- **Natural language region descriptions**
##############################

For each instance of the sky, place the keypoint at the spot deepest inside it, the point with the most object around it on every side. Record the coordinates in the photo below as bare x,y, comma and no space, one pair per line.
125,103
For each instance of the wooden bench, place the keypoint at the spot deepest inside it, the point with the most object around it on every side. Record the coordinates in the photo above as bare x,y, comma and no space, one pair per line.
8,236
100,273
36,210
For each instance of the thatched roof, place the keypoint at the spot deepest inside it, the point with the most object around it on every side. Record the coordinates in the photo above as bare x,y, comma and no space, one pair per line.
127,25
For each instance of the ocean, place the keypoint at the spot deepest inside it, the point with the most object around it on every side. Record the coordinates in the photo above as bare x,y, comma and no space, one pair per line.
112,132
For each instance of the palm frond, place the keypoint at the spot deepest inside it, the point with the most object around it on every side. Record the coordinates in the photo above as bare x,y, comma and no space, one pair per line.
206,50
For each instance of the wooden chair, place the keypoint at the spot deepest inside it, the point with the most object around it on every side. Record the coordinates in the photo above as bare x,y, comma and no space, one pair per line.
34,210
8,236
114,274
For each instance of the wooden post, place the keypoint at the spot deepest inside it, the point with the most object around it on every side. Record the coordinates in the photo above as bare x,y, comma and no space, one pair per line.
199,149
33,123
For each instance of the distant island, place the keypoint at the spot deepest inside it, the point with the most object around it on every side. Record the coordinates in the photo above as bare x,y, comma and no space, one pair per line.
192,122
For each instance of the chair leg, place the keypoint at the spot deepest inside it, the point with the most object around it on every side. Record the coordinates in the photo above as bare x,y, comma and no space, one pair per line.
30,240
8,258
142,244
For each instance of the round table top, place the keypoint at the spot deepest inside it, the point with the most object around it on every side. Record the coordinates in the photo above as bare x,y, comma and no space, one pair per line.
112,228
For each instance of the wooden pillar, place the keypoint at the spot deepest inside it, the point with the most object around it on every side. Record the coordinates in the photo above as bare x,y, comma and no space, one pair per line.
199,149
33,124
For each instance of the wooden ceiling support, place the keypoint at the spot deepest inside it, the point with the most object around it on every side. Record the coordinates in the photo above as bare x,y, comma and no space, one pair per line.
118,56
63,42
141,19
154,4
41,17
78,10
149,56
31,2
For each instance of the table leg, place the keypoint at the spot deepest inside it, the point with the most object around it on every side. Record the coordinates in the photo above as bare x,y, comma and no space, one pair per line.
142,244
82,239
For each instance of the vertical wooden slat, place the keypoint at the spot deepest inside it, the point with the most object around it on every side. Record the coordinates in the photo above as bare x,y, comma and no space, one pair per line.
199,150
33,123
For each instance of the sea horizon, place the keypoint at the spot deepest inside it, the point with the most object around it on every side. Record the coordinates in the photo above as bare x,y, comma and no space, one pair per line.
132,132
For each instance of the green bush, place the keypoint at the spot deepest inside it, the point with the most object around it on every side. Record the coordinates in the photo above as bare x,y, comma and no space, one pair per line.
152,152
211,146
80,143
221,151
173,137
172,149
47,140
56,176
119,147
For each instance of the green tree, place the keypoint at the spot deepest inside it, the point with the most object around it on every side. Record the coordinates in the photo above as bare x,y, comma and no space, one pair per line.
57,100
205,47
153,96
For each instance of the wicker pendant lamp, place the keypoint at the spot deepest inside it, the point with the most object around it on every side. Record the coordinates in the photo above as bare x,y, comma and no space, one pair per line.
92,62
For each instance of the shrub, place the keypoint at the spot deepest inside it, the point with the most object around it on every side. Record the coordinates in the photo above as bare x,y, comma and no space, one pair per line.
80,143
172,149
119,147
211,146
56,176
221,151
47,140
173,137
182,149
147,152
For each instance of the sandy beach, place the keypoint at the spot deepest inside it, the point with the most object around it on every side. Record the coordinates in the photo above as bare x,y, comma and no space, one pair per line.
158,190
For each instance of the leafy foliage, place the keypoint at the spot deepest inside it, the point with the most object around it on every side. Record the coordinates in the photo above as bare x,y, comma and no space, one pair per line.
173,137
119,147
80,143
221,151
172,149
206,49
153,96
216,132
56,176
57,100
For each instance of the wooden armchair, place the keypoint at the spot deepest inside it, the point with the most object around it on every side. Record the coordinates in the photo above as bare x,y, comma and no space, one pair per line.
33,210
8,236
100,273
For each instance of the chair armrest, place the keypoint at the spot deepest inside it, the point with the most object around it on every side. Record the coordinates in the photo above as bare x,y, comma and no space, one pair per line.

##############################

- **WORK INSTRUCTIONS**
Please print the data above exactly as it appears.

- **SOLUTION TO THE PROBLEM**
For each instance of the sky, place the keypoint at the spot deepest inside it, the point with the most object around it on every side. Record the coordinates in the photo below as bare x,y, comma and no space, one pair per line.
125,103
For each instance of the wooden bench, place the keypoint at the spot deepest inside it, the point with the most object around it on every side. Record the coordinates in the photo above as bare x,y, comma and no space, one pair per line.
8,236
100,273
36,210
For each instance of the thatched roof, place the keypoint at the spot deepest inside it, the point with the most object around it on every side. Record the coordinates in the photo above as bare x,y, comma and no space, one pair per line.
127,25
For each instance of the ocean, place the keypoint at the spot deepest inside it, the point with the most object around it on every side. Record the coordinates in the photo above as bare x,y, comma and no space, one pair per line.
112,132
For each instance of the palm frond, place the keypoint at the spot deepest inside it, the point with the most object around it on every side. Record the coordinates in the photo above as bare x,y, comma and no space, one pair per line.
206,50
For each instance of the wooden chair, place the keypoint at the spot deepest inside it, the point with the most object around it on every side. Record the coordinates in the photo above as bare x,y, comma and no space, one pair per line.
34,210
8,236
114,274
For each instance of the wooden post, place the keypoint at the spot deepest inside it, the point with the most object around it on every side. Record the coordinates in the photo above as bare x,y, comma and no space, one pair per line.
199,149
33,123
For each instance of the distant island, place the keypoint at the spot deepest inside it, the point with the most object around it on every side. Record the coordinates in the photo above as bare x,y, comma and no space, one pair per line.
192,122
For each instance of the chair leg, place the keypoint at the spot deepest inside it, the point with the most object around it on every side. Record the coordinates in the photo above as bare x,y, comma and no space, one pair per line.
30,240
8,258
142,244
For each instance of the round table top, place the keypoint at the spot deepest inside it, the point with the most object around it on every side. Record the coordinates in the photo above as bare x,y, comma and no space, one pair per line.
112,228
For each instance of the wooden pillar, place the keypoint at the spot deepest inside it, the point with the most object around it on every side. Record the coordinates in the photo above as bare x,y, comma and no space, one pair per line.
199,149
33,124
For each instance of the wooden ceiling support, place the keypoint at the spot deepest inside it, the point with the most object around it on every side. Record the coordinates in the photo above as bare x,y, comma and no space, one pair per line.
118,56
63,42
141,19
154,4
41,17
78,10
149,56
31,2
For each instance of the table leg, place the keypoint at the spot deepest inside it, the point with the most object around it on every side. Record the coordinates in the photo above as bare x,y, comma and no space, one pair per line.
142,244
82,239
For each instance of the vertical wooden slat, place the keypoint at the spot deepest inside it, the point with the most object around it on every side. Record the coordinates in the photo above as bare x,y, comma and no space, one pair per line.
199,150
33,123
For each instance of the sea horizon, place the keypoint at the spot deepest inside it, the point with the most object around it on every side. Record the coordinates in the photo above as bare x,y, comma and no space, one pair per line.
132,132
For each instance of the green bush, place the keypoint at the spot deepest inside it, the point with the most object around it on every side. Record the coordinates in the photo above as bare x,y, comma and no space, one pair per line.
152,152
211,146
80,143
221,151
173,137
172,149
47,140
56,176
119,147
For each instance of the green tree, place the keypoint at the spot deepest inside it, the point with the most object around it on every side. Record the coordinates in the photo above as bare x,y, comma and no space, one pair per line.
57,100
205,47
153,96
For each instance of the wicker pendant lamp, place the keypoint at the spot deepest inside it, the point with the most object around it on every side. Record the coordinates in the photo above as bare x,y, comma and no space, one pair per line.
92,62
For each instance of the shrub, place the keypoint at the spot deepest inside it, the point with the most object around it on every side. Record the coordinates in the photo above as bare x,y, comma and no space, one pair per line.
80,143
172,149
119,147
211,146
56,176
221,151
47,140
173,137
182,149
147,152
For each instance of the sandy beach, place the keypoint at the spot deepest inside it, the point with the most object around it on every side. Record the coordinates in the photo above as bare x,y, comma and no space, one pair per line.
158,190
For each instance of the leafy foliage, place the keypoint at the spot deepest inside it, the point with the most object around it on every side. Record the coordinates in the photo above as bare x,y, comma and no space, one pair per line.
173,137
119,147
80,143
221,151
172,149
206,49
153,96
216,132
56,176
57,100
For each instance of the wooden armchair, place the keypoint at the spot deepest inside it, the point with the most object around it on every side. Record the coordinates in the photo above as bare x,y, comma and no space, one pair per line.
33,210
8,236
100,273
For each instance of the chair armrest, place the keypoint at the spot deepest inside it, the point with the most object around it on every side. Record the coordinates in the photo above as bare x,y, comma and no space, one pair per line.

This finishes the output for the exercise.